[Data items]
--- BEGIN ---
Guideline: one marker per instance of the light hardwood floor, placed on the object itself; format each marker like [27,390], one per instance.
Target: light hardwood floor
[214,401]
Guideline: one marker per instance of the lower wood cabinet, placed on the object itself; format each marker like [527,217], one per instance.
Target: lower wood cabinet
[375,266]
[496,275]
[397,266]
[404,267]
--- END ---
• **Work instructions**: Put every line of the rows above into a Markdown table with the columns No. and Line, numbering the lines in order and leaving out any blank ones.

• **Response to this task**:
| No. | Line |
|---|---|
| 1 | Guideline: one marker per instance of the light hardwood floor, placed on the object itself; format each marker like [27,390], one per instance. |
| 2 | Target: light hardwood floor |
| 3 | [214,401] |
| 4 | Guideline: one marker per instance of the lower wood cabinet, placed on the object itself; format each marker like [527,217], one per instance. |
| 5 | Target: lower wood cabinet |
| 6 | [375,266] |
| 7 | [496,275] |
| 8 | [397,266] |
| 9 | [404,267] |